_DESCRIPTION OF THE TASK:_ Pull out every line in the rows below that contains the string "white". Letter case must match.

* START DATA ROWS *

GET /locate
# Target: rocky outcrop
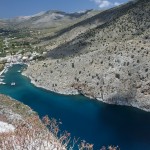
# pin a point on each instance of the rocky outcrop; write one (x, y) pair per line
(110, 62)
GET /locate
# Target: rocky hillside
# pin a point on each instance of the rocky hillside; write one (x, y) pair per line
(21, 128)
(110, 62)
(46, 19)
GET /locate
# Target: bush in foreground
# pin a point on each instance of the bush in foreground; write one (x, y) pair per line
(32, 135)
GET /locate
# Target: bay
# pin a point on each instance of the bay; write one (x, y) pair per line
(91, 120)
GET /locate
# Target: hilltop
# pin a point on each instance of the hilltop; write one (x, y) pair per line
(108, 60)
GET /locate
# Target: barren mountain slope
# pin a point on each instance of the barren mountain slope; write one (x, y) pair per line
(110, 62)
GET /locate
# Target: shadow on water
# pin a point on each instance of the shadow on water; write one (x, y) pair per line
(91, 120)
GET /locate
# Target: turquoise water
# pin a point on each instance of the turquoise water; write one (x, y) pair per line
(92, 121)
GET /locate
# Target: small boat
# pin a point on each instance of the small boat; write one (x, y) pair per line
(13, 83)
(2, 83)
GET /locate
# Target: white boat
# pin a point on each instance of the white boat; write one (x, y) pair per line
(2, 83)
(13, 83)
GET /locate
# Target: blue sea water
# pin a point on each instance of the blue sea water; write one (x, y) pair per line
(91, 120)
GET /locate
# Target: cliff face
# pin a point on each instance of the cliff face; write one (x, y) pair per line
(21, 128)
(110, 62)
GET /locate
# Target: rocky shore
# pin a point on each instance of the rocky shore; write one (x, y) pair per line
(109, 62)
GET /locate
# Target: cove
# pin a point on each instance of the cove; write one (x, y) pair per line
(91, 120)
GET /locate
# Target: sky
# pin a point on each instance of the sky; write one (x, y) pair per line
(14, 8)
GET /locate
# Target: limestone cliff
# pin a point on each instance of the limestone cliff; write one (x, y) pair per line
(110, 62)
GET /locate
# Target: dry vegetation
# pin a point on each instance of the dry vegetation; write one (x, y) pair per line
(47, 136)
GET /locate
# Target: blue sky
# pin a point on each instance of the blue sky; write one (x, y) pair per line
(13, 8)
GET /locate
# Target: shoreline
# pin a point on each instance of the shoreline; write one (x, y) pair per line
(79, 93)
(73, 91)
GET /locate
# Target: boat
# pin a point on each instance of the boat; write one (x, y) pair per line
(13, 83)
(2, 83)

* END DATA ROWS *

_SOLUTION TO THE EXERCISE:_
# Target: white boat
# pin a point on each instance of the white boat; write one (x, y) pair per line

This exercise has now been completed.